▼▼▼
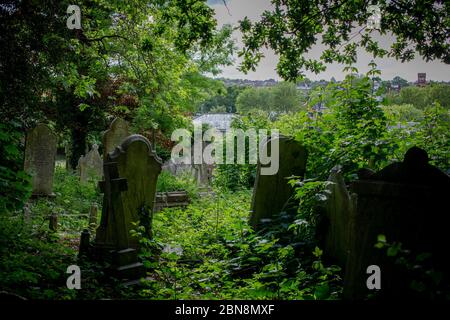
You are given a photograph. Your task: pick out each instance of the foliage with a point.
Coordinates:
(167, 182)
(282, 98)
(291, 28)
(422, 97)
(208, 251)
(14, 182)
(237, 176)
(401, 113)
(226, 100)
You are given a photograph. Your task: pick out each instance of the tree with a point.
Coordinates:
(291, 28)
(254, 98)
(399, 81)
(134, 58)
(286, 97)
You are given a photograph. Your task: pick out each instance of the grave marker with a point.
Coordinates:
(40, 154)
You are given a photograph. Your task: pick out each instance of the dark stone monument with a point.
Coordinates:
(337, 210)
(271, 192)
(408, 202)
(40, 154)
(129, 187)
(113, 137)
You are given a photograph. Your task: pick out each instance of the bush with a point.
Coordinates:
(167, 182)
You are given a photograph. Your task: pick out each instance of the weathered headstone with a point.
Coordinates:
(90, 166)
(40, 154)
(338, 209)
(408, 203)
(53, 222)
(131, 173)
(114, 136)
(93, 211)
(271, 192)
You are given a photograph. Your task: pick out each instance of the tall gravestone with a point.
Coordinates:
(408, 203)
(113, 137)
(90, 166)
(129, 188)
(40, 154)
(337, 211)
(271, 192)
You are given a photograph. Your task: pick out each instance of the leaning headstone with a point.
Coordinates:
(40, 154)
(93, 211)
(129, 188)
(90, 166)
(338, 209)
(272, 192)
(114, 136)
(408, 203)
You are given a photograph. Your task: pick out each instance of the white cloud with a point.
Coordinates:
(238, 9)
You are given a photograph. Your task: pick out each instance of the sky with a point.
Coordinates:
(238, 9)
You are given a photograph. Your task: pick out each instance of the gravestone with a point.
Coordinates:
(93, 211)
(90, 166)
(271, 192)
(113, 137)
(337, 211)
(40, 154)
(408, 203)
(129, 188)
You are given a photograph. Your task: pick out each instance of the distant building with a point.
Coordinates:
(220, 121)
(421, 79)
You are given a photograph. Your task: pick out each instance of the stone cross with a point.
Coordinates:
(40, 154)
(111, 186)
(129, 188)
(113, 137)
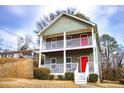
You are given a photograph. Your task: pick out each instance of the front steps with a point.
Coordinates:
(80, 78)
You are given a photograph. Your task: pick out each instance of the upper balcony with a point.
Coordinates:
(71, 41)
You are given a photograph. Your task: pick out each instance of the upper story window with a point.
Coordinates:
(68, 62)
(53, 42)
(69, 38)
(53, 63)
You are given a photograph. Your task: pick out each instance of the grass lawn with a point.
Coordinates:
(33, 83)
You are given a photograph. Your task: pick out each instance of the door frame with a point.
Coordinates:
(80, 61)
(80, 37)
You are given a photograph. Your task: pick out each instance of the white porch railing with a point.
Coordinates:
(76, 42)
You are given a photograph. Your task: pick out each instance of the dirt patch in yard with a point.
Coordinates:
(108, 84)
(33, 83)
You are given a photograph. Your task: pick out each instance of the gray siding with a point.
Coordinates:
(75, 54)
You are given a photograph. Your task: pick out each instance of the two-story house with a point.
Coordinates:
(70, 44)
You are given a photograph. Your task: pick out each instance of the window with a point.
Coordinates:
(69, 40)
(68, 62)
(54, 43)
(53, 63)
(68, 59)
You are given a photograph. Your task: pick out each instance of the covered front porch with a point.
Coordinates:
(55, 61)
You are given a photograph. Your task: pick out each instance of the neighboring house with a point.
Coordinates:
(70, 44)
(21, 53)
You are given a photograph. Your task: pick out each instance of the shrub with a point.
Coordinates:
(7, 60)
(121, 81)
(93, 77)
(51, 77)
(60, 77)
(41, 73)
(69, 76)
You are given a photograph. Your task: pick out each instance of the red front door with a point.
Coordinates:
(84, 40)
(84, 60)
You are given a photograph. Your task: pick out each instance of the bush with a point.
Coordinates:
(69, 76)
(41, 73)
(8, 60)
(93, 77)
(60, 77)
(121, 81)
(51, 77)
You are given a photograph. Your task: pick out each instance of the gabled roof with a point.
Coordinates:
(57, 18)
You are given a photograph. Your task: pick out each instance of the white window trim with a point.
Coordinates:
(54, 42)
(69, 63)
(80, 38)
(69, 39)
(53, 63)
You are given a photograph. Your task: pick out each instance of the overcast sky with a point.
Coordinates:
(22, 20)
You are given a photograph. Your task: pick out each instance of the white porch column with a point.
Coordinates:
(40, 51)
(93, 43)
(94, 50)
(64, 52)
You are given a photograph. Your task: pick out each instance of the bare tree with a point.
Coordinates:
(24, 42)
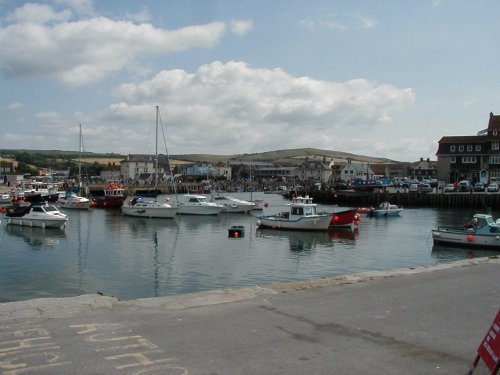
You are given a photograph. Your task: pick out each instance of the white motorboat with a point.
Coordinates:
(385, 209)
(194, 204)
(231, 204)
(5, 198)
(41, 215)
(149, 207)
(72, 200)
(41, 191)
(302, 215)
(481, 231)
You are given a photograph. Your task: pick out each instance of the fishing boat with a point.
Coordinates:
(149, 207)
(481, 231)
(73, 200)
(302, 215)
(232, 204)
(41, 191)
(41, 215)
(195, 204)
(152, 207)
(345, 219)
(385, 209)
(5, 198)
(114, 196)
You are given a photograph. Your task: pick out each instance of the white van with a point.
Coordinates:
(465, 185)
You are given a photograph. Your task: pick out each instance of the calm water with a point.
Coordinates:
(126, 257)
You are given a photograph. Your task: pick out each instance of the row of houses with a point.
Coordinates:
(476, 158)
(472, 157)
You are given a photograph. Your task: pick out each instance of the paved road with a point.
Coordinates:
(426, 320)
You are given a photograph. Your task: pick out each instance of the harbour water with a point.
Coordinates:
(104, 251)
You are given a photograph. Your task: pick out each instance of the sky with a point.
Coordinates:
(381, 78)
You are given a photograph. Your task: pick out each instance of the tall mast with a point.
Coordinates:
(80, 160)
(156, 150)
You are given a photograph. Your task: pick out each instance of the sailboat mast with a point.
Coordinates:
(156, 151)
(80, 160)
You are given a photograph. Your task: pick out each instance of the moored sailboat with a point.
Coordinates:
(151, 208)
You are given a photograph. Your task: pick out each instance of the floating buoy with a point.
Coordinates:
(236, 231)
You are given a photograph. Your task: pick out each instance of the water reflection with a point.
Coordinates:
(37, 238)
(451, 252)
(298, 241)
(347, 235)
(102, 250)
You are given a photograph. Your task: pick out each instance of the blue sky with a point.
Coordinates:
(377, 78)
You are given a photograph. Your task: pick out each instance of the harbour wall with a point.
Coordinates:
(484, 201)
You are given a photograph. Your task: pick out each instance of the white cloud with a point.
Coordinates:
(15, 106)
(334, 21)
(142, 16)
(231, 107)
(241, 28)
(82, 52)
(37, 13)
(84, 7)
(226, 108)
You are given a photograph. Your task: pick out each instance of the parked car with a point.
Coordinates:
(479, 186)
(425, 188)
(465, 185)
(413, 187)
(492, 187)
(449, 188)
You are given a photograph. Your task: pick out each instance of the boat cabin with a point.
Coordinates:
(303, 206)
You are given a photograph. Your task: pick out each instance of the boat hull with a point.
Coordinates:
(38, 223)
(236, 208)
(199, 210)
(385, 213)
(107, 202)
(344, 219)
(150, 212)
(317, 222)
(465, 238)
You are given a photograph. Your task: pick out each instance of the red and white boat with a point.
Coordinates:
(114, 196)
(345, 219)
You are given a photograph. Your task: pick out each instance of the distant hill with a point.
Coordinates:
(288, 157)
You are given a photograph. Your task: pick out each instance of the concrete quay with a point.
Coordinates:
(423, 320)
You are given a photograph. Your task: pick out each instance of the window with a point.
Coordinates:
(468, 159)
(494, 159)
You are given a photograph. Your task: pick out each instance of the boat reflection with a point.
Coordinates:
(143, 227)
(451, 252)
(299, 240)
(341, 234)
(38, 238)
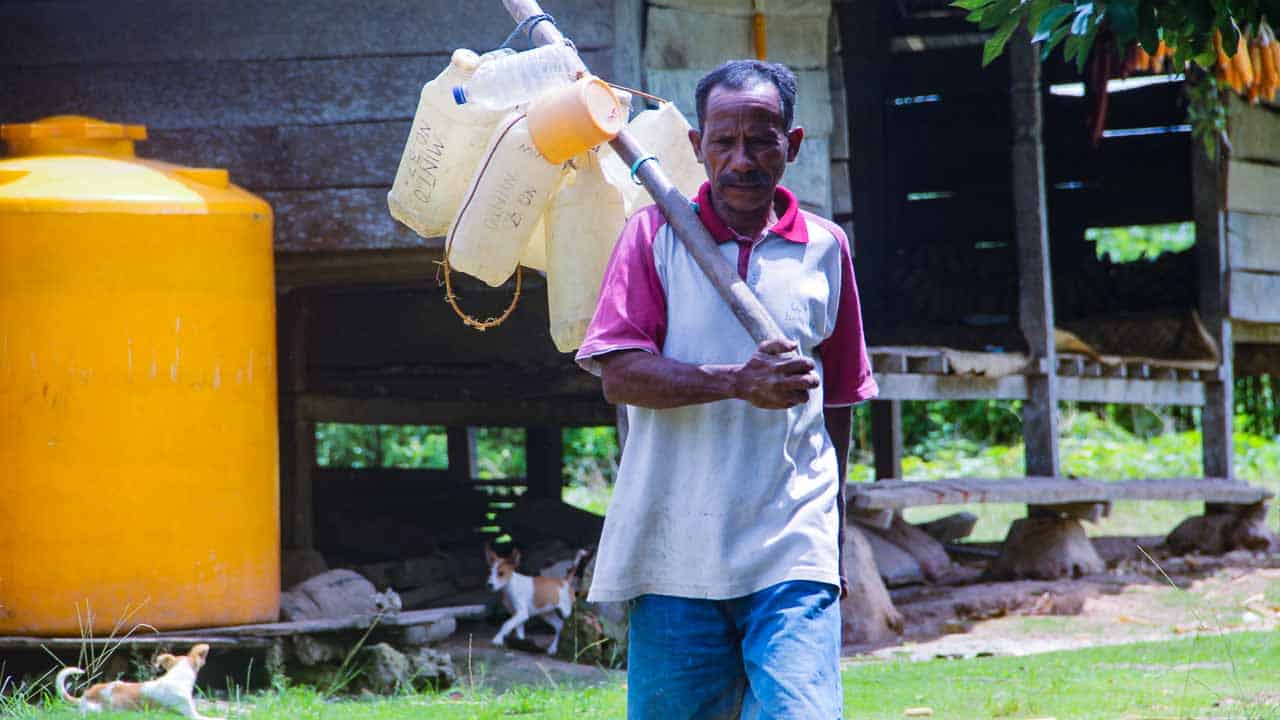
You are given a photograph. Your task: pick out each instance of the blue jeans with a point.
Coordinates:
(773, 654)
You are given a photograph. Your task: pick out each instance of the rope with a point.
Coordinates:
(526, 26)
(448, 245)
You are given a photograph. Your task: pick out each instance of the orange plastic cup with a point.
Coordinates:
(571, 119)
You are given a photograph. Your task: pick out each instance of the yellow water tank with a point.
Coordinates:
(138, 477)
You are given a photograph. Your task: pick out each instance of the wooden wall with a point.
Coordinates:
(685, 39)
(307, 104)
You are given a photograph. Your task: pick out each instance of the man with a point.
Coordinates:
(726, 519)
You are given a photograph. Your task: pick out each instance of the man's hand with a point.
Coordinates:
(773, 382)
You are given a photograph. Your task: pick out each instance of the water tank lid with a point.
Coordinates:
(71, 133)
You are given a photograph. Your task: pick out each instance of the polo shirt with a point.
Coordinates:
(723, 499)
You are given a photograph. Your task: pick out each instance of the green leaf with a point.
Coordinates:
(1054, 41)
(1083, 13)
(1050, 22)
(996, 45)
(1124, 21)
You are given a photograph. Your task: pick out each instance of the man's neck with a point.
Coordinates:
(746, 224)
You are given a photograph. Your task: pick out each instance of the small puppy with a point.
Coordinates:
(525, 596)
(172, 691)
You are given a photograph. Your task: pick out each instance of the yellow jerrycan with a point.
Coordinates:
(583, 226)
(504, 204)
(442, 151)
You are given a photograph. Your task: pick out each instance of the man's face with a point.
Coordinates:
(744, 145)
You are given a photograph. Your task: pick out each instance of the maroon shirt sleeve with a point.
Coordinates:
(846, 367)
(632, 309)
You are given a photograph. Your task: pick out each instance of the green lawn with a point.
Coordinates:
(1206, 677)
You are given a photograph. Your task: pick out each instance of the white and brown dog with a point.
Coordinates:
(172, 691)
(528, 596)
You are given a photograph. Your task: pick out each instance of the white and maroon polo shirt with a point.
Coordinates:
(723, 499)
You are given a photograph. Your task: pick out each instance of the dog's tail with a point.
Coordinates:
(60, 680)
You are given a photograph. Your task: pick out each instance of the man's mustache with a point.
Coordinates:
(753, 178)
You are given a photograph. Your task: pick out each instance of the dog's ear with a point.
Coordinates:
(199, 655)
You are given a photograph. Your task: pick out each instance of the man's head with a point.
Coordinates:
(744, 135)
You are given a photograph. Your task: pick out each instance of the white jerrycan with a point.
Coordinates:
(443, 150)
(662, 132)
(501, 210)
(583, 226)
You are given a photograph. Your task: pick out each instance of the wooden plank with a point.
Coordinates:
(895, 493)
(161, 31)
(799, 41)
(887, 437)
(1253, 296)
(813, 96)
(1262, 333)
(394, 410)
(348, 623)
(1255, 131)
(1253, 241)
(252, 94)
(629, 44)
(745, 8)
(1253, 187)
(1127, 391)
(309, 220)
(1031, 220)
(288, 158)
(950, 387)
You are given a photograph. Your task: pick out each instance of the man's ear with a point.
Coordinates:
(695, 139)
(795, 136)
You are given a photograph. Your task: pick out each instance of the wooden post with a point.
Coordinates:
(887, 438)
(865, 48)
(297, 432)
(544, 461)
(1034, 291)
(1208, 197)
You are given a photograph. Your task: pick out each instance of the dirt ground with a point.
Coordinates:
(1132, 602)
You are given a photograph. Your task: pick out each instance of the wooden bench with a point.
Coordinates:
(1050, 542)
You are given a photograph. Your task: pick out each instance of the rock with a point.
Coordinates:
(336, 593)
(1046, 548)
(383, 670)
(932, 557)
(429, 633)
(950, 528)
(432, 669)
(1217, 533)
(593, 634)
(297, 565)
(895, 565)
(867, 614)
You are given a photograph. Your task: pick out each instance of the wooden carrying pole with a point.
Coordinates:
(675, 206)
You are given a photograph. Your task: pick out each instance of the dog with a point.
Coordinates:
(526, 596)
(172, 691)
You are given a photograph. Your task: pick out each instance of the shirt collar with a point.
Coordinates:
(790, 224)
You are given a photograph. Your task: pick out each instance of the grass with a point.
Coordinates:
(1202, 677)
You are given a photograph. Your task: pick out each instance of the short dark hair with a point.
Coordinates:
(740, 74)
▲▲▲
* Aim:
Exactly and exclusively, repeat the lines from the line that contains "dog's ear with a point." through the end of the records, both ends included.

* Solution to the problem:
You are given a photograph. Your task: pick out each instance of the dog's ear with a point.
Coordinates:
(199, 655)
You are given a photograph. Your task: pick out each instance of the man's head with a point.
Coordinates:
(744, 135)
You are given a photograph. Your task: pick out each instance of the white jerrycan with a point.
Coordinates:
(443, 150)
(662, 132)
(501, 210)
(583, 226)
You are given a photograph. Your task: pick out each instance of the wooden plank with a point.
Coordinates:
(895, 493)
(161, 31)
(799, 41)
(887, 437)
(1253, 296)
(813, 96)
(1262, 333)
(394, 410)
(348, 623)
(1255, 131)
(1253, 241)
(252, 94)
(629, 44)
(745, 8)
(1253, 187)
(1127, 391)
(309, 220)
(1031, 220)
(288, 158)
(950, 387)
You are given a photograph. Your task: pick out each instance of the man's ear with a point.
Coordinates:
(695, 139)
(795, 136)
You are given a photograph. Your task: pick out each instance of the wooden post with a point.
Coordinates:
(887, 438)
(865, 48)
(297, 432)
(544, 461)
(1034, 291)
(1208, 197)
You are given a photograph. Your task: pick out each instance of the dirt ground with a point.
Coordinates:
(1132, 602)
You are given a photograph. Your task: pick out each instance of the wooden bench with a point.
Coordinates:
(1050, 542)
You are given a photograph. Your task: pick out each instance of the rock with a point.
Coordinates:
(336, 593)
(1046, 548)
(383, 670)
(932, 557)
(429, 633)
(950, 528)
(432, 669)
(1217, 533)
(593, 634)
(297, 565)
(895, 565)
(867, 614)
You are given a photograph. Your task: pick out each instance of the wooden carrying pole with a point.
Coordinates:
(675, 206)
You are given a photograph. Your task: pick out each instance of the dog with a point.
Coordinates:
(526, 596)
(172, 691)
You are given a photograph. Your task: pick out each instance of the shirt collar with a point.
Coordinates:
(790, 224)
You are given a photograph. Your task: pick out each instance of the grass with a point.
Coordinates:
(1202, 677)
You are given a photograph. Your task: pick out each instance of the short dark hair with a point.
Coordinates:
(740, 74)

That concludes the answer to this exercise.